■ What this task involves ■
Please return every line of the records below unchanged, character for character.
───── Exercise inputs
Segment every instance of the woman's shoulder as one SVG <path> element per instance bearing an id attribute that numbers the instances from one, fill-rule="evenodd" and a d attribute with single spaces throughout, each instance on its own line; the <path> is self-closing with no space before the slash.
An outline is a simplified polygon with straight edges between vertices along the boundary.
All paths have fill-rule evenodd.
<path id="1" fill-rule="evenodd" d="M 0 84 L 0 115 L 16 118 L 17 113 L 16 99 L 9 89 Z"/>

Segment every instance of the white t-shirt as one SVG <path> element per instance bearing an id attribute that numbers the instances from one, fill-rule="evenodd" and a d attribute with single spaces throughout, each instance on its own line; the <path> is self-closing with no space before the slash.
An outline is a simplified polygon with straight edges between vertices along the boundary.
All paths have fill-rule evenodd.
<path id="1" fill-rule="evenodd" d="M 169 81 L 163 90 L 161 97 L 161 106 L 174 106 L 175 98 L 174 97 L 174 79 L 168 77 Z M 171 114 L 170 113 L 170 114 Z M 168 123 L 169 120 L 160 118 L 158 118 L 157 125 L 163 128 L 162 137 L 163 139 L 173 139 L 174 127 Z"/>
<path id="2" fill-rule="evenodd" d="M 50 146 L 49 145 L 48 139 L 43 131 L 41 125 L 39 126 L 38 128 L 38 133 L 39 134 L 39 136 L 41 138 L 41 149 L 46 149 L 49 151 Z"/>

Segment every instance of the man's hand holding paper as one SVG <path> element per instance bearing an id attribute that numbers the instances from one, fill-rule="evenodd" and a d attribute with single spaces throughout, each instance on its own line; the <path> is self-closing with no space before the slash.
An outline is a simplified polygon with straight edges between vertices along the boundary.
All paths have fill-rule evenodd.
──────────
■ Response to this task ■
Segment every instance of the woman's shoulder as one SVG <path> element per instance bearing an id attribute that numbers the instances from one, fill-rule="evenodd" and a d attribute with single spaces throughout, each instance on its own line; the <path> is self-closing with no space before the slash.
An outline is a simplified polygon with straight edges between vertices along the boundary.
All paths have fill-rule evenodd.
<path id="1" fill-rule="evenodd" d="M 0 84 L 0 115 L 16 118 L 17 113 L 16 99 L 9 89 Z"/>

Segment every instance of the white t-shirt as one SVG <path> element per instance bearing an id attribute that numbers the instances from one, fill-rule="evenodd" and a d attribute with single spaces throughout, each instance on its own line; the <path> is self-closing with no space before the slash.
An outline is a simplified polygon with straight edges between vertices along the boundary.
All paths have fill-rule evenodd.
<path id="1" fill-rule="evenodd" d="M 169 81 L 163 90 L 161 97 L 161 106 L 174 106 L 175 98 L 174 97 L 174 79 L 168 77 Z M 171 114 L 170 113 L 170 114 Z M 168 123 L 169 120 L 160 118 L 158 118 L 157 125 L 163 128 L 162 137 L 163 139 L 173 139 L 174 127 Z"/>
<path id="2" fill-rule="evenodd" d="M 50 146 L 49 145 L 48 139 L 43 131 L 41 125 L 39 126 L 38 128 L 38 133 L 39 134 L 39 136 L 41 138 L 41 149 L 46 149 L 49 151 Z"/>

Segment every instance of the man's hand holding paper as one SVG <path> element per instance bearing an id attribute that numbers the instances from one, fill-rule="evenodd" and a d attribute with single spaces throughout, each instance on its own line; the <path> is self-closing with no space before the slash.
An outline is a simplified polygon with straight edges between vertices along the boundary.
All paths have fill-rule evenodd.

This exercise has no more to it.